What is expected. From the data that follows, print exactly the lines starting at the one containing "Target: blue sky" and ending at the one containing "<point>332,95</point>"; include both of them and nothing more.
- - - - - - -
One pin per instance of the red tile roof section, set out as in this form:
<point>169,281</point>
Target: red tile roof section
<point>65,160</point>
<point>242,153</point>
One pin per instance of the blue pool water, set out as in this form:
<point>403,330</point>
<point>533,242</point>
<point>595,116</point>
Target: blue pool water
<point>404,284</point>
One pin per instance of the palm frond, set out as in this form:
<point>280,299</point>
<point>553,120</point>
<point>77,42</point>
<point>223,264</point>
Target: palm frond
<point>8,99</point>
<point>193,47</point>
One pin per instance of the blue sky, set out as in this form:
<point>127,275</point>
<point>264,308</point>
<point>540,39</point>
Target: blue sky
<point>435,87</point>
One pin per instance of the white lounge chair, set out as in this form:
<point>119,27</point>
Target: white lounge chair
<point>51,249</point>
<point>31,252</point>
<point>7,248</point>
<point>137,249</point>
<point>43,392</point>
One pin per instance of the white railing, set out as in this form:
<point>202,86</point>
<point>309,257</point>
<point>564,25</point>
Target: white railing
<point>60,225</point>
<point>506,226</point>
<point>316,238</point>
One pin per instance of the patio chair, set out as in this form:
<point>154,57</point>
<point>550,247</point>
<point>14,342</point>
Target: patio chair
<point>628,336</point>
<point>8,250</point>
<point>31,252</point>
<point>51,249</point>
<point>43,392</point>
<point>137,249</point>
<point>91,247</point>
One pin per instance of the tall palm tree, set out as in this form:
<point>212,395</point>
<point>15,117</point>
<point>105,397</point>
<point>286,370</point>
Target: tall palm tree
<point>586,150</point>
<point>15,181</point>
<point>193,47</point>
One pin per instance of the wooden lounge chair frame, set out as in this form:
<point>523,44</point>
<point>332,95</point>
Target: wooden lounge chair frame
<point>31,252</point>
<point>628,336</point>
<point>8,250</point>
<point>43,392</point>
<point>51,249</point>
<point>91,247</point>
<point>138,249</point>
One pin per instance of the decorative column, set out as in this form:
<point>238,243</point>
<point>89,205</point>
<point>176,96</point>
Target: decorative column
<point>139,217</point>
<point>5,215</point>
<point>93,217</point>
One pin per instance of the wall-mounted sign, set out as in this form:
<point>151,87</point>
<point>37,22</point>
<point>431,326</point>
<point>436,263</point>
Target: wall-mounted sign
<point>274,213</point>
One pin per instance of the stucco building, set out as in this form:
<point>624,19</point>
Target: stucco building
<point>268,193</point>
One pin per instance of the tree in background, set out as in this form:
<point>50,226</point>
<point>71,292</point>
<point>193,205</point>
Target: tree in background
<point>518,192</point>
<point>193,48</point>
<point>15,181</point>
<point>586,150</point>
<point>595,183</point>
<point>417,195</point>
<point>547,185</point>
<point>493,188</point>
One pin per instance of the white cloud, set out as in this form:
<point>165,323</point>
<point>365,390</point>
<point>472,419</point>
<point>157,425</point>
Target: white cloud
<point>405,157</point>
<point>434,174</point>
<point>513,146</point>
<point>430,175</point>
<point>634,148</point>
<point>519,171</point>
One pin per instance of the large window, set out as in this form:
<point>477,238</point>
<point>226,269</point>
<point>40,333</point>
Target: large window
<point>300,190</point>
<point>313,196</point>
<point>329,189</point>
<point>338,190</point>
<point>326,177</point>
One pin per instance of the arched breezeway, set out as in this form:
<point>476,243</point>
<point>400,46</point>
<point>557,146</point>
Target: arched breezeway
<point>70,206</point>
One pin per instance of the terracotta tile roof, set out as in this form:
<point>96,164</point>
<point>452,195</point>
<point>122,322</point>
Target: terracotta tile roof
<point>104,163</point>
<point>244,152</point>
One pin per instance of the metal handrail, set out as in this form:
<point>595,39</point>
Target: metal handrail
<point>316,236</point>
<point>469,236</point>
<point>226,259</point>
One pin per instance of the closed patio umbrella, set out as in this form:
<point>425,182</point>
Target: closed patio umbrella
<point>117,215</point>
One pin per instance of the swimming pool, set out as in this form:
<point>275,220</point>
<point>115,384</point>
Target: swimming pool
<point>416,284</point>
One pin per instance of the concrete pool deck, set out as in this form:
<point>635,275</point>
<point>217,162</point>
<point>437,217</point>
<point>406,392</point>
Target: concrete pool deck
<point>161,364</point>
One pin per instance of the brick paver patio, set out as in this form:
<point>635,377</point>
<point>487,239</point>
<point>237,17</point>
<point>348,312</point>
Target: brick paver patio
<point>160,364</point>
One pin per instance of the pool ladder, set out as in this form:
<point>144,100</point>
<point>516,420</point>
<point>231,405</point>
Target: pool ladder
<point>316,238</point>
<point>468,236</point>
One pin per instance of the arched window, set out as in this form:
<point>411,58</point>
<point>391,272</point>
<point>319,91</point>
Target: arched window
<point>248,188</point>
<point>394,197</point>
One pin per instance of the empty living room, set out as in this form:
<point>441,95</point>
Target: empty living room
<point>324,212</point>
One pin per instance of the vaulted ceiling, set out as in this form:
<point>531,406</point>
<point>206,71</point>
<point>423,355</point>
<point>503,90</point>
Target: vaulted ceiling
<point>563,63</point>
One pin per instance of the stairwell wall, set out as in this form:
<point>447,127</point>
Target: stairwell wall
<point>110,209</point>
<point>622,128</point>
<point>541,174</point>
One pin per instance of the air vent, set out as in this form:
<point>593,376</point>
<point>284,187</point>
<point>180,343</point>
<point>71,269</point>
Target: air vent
- - - - - - -
Response to the task.
Target: blue sky
<point>435,87</point>
One pin per instance of the white lounge chair, set out as in this form:
<point>119,27</point>
Target: white lounge chair
<point>51,249</point>
<point>31,252</point>
<point>7,248</point>
<point>137,249</point>
<point>43,392</point>
One pin per instance of the white railing, set out as in this form:
<point>202,86</point>
<point>309,257</point>
<point>564,25</point>
Target: white railing
<point>60,225</point>
<point>506,226</point>
<point>316,238</point>
One pin per instance of the patio chair, set out as in this form:
<point>154,57</point>
<point>550,247</point>
<point>14,342</point>
Target: patio chair
<point>628,336</point>
<point>8,250</point>
<point>31,252</point>
<point>51,249</point>
<point>43,392</point>
<point>137,249</point>
<point>91,247</point>
One pin per instance of the tall palm tree, set out as in this form:
<point>212,395</point>
<point>15,117</point>
<point>105,397</point>
<point>286,370</point>
Target: tall palm tree
<point>586,150</point>
<point>15,181</point>
<point>193,47</point>
One pin per instance of the wooden lounge chair frame, set out as in this form:
<point>523,44</point>
<point>332,95</point>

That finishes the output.